(Brief)
Summarize the abstract on the protein kinase Bällchen in two sentences.

(Beginning of Selected text)

Yakulov, T., Günesdogan, U., Jäckle, H., & Herzig, A. (2014). Bällchen participates in proliferation control and prevents the differentiation of Drosophila melanogaster neuronal stem cells. Biology Open, 3(10), 881-886. doi:10.1242/​bio.20148631.


Zitierlink: http://hdl.handle.net/11858/00-001M-0000-0025-0271-3
Zusammenfassung
Stem cells continuously generate differentiating daughter cells and are essential for tissue homeostasis and development. Their capacity to self-renew as undifferentiated and actively dividing cells is controlled by either external signals from a cellular environment, the stem cell niche, or asymmetric distribution of cell fate determinants during cell division. Here we report that the protein kinase Bällchen (BALL) is required to prevent differentiation as well as to maintain normal proliferation of neuronal stem cells of Drosophila melanogaster, called neuroblasts. Our results show that the brains of ball mutant larvae are severely reduced in size, which is caused by a reduced proliferation rate of the neuroblasts. Moreover, ball mutant neuroblasts gradually lose the expression of the neuroblast determinants Miranda and aPKC, suggesting their premature differentiation. Our results indicate that BALL represents a novel cell intrinsic factor with a dual function regulating the proliferative capacity and the differentiation status of neuronal stem cells during development.

(End of Selected text)
(Beginning of Source material)

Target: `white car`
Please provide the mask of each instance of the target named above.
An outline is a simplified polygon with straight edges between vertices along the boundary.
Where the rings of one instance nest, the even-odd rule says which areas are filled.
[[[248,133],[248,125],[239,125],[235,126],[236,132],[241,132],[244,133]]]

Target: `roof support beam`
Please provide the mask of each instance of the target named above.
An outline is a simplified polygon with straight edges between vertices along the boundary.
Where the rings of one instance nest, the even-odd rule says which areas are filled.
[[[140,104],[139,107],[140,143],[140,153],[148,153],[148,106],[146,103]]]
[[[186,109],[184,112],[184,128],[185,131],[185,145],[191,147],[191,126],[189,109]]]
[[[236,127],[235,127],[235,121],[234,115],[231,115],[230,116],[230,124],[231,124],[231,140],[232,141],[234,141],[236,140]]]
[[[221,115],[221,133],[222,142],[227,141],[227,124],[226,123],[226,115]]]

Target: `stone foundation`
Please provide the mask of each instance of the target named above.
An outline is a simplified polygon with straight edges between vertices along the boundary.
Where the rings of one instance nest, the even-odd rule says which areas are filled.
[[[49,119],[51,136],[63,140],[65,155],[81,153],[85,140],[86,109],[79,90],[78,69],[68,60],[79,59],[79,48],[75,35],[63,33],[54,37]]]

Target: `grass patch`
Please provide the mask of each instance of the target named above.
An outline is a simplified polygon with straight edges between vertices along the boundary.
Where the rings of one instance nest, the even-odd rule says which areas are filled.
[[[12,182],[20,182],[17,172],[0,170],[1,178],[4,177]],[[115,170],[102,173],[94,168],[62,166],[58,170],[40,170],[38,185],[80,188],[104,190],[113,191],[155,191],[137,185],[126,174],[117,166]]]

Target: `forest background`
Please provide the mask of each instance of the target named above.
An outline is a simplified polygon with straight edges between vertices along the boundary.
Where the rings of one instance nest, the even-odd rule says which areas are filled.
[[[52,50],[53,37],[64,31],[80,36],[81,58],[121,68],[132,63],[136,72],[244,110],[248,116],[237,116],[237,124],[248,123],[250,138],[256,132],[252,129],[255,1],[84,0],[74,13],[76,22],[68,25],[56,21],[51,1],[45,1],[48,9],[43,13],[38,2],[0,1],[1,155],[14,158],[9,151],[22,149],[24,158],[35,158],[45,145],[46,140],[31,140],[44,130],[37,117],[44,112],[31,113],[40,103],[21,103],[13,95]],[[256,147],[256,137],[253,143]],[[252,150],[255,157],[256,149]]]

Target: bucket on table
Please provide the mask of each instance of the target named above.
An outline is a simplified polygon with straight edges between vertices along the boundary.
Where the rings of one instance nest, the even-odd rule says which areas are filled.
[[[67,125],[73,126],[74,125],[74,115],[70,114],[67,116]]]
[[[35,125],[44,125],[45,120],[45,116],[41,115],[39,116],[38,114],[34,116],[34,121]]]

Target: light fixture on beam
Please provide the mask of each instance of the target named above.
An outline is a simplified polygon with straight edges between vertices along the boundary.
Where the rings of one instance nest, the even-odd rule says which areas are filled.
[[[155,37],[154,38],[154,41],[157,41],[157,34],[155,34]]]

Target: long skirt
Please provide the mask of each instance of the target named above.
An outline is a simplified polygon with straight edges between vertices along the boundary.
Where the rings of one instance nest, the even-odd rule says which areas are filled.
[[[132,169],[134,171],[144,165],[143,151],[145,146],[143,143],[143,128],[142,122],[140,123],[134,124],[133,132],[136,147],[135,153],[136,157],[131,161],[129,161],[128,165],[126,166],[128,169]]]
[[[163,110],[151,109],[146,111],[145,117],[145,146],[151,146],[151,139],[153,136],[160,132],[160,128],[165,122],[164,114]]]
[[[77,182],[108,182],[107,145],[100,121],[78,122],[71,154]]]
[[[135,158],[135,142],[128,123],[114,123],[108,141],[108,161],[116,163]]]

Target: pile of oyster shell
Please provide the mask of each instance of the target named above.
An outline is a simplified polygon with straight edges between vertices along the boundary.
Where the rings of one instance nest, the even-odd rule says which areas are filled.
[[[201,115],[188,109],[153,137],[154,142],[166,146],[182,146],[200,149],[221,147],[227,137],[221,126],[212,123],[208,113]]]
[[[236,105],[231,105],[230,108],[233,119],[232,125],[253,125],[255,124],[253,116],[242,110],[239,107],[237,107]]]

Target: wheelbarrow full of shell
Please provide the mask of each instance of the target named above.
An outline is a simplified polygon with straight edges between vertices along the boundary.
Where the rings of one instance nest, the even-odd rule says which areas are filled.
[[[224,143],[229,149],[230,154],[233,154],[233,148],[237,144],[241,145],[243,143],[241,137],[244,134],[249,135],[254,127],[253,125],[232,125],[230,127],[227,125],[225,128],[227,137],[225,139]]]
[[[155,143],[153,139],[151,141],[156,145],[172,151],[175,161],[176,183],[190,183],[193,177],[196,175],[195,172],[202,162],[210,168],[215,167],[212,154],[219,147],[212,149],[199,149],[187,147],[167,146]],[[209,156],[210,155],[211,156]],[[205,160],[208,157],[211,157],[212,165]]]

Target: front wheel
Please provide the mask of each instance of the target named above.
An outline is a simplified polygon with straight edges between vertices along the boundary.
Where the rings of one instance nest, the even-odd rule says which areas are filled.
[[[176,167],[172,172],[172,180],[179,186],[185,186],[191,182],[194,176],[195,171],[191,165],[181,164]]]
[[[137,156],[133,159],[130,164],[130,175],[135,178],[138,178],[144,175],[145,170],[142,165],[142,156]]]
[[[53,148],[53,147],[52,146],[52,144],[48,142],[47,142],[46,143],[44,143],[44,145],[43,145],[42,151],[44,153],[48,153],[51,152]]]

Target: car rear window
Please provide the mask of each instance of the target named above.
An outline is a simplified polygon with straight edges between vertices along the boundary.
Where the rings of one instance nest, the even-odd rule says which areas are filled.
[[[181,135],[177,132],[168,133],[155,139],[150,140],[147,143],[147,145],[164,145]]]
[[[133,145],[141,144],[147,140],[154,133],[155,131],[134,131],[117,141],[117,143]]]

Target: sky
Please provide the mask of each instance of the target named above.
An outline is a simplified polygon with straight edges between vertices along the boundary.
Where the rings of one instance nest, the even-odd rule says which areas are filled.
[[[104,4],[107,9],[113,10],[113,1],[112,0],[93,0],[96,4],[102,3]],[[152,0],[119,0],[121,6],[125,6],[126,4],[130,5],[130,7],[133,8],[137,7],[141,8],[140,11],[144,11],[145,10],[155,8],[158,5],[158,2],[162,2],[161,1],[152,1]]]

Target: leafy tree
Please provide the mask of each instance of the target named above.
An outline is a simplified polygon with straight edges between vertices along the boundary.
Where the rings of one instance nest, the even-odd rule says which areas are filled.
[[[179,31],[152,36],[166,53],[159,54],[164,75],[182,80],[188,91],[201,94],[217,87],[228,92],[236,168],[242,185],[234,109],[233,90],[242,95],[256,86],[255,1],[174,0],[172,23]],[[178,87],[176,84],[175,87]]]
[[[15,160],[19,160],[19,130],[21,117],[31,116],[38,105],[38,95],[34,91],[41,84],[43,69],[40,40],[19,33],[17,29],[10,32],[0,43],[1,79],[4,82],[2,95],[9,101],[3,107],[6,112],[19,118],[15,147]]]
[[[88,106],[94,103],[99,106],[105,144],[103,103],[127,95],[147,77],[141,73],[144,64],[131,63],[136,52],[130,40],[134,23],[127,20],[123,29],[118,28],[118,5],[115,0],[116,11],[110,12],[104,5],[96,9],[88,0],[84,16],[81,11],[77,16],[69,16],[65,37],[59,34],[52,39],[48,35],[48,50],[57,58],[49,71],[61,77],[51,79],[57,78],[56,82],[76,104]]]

(End of Source material)

(Answer section)
The protein kinase Bällchen (BALL) is required both to prevent differentiation and to maintain normal proliferation of Drosophila melanogaster neuroblasts, the neuronal stem cells of that species. In ball mutant larvae, brains are severely reduced in size because of a reduced neuroblast proliferation rate, and the neuroblasts gradually lose expression of the determinants Miranda and aPKC, which indicates that BALL is a novel cell intrinsic factor with this dual regulatory function.